Serenissimus specified to his governors precisely how these settlers were to be welcomed at the end of their long journeys. 'The new subjects who don't know our language or customs demand defence and protection ...', he told his Crimean Governor Kahovsky. The Prince certainly decided the settlers' destinies on a whim: 'I offered to settle them on the left bank of the Dnieper. But now I think it would be easier to move them into the empty Greek lands in Taurida itself where there are already buildings.'4 He was constantly thinking of ways to improve their lot: 'Be so kind as to distribute bullocks, cows and horses, left behind by departing Taurida Tartars, among the new settlers,' he ordered Kahovsky, 'trying, not merely to be equable, but to help the poor.'5 To the Governor of Ekaterinoslav, Sinelnikov, he commanded each family to receive the same plus eight desyatins of land per head. 'A further 40 families are now coming down the Dnieper; do not fail to receive them yourself .. Л6 Again, this personal greeting by a busy governor sounds more like touchy-feely modern welfare than military settlement on Russian steppes.

Potemkin is often accused of abandoning these people to their fates. He could not see everything and his officials frequently lied to him. This was the reason he was perennially on the road - to ensure nothing was concealed from him. Nonetheless there must have been thousands of little miseries for some of these people. The departure of some of the settlers from the Crimea 'proves their unhappiness', Potemkin wrote to Kahovsky. 'Understand the reasons for it and carry out your duties with firmness, satisfying the offended.'7 His military order to 'understand' demonstrates the contradiction of trying to foster psychological sensitivity by military command.

However, many others settled happily. The archives prove that, whenever Potemkin found a lapse, he reacted immediately, like the note to Kahovsky in which he suggested five ways to overcome the villagers' 'great privations' because the state had failed to provide enough cattle: 'Only three pairs of oxen, one plough and one cart have been given to four or even more families ... '.8 It is remarkable to find the co-ruler of an empire actually ordering his generals to correct such a mistake and give a certain number of oxen to a specific peasant family in one village. That is what happened again and again.

> [What is expected]
Retype everything in the passage on Potemkin and the settlers from "However, many others" down to "again and again.". The material after this passage is separate from it.

> [Provided information]
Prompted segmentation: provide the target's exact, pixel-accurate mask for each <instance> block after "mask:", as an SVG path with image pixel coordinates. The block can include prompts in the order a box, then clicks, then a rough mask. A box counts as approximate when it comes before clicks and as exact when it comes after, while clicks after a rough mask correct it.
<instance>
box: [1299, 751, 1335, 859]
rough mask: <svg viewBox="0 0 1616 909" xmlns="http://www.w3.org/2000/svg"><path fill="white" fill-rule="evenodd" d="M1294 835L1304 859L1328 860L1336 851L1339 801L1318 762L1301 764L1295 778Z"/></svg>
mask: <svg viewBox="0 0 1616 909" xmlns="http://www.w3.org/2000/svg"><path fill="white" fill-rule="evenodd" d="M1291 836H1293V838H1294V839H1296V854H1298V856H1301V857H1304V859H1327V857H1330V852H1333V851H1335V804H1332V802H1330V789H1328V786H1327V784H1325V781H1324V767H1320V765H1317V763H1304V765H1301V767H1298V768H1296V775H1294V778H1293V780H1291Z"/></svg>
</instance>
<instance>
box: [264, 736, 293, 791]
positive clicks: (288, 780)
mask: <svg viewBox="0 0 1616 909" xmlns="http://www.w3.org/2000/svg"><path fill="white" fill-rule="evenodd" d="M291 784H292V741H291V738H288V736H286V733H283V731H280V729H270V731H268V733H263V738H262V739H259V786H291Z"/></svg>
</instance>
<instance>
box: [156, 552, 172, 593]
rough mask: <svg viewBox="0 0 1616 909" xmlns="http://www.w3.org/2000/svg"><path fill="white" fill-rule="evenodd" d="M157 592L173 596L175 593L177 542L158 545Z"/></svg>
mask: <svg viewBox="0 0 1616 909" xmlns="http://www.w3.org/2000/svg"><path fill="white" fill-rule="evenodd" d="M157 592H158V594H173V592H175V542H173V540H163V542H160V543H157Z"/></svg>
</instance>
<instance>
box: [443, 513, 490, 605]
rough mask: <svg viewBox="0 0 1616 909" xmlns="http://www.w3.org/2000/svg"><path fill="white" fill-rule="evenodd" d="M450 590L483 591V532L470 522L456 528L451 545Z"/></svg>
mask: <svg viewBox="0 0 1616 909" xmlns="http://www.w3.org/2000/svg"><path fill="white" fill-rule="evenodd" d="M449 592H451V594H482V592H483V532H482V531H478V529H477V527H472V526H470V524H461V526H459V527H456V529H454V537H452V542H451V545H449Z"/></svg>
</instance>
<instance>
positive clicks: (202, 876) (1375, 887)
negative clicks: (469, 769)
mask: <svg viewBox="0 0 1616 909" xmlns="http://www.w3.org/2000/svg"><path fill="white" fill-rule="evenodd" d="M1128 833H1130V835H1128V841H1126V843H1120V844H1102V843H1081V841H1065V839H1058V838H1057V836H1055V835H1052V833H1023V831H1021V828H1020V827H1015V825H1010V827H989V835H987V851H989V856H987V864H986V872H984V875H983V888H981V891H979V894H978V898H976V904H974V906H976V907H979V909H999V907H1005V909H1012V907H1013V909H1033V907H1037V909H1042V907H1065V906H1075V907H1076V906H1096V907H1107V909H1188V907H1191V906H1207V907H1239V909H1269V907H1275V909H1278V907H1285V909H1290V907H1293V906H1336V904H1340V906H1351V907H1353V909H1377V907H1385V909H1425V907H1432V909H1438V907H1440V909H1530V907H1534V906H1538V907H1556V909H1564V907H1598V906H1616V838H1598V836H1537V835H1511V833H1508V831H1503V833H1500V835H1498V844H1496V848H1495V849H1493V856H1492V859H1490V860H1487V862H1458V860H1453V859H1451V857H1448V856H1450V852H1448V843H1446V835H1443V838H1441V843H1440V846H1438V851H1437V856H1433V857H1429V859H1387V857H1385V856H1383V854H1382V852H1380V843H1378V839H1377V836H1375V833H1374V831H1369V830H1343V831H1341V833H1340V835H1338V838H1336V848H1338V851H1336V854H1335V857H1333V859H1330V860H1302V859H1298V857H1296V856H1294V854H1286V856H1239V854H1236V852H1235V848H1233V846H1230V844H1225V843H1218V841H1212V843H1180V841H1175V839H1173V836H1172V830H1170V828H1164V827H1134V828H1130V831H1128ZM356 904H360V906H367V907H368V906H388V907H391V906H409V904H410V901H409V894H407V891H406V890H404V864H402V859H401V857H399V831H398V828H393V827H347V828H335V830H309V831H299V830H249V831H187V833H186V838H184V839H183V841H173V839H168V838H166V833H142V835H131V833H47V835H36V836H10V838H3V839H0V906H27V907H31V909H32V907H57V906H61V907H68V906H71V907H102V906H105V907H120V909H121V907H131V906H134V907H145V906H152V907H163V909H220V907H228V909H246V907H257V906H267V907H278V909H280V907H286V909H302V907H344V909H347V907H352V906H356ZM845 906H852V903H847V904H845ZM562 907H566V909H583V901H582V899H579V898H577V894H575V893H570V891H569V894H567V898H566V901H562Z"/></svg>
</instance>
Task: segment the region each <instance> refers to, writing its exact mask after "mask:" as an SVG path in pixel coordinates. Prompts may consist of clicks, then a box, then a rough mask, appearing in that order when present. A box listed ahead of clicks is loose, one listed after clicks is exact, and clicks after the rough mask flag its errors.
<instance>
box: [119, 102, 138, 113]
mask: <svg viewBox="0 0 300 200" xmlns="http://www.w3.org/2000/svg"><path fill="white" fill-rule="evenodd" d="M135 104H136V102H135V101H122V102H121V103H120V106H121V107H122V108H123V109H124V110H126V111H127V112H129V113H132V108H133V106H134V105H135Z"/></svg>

> [Response for this exercise]
However, many others settled happily. The archives prove that, whenever Potemkin found a lapse, he reacted immediately, like the note to Kahovsky in which he suggested five ways to overcome the villagers' 'great privations' because the state had failed to provide enough cattle: 'Only three pairs of oxen, one plough and one cart have been given to four or even more families ... '.8 It is remarkable to find the co-ruler of an empire actually ordering his generals to correct such a mistake and give a certain number of oxen to a specific peasant family in one village. That is what happened again and again.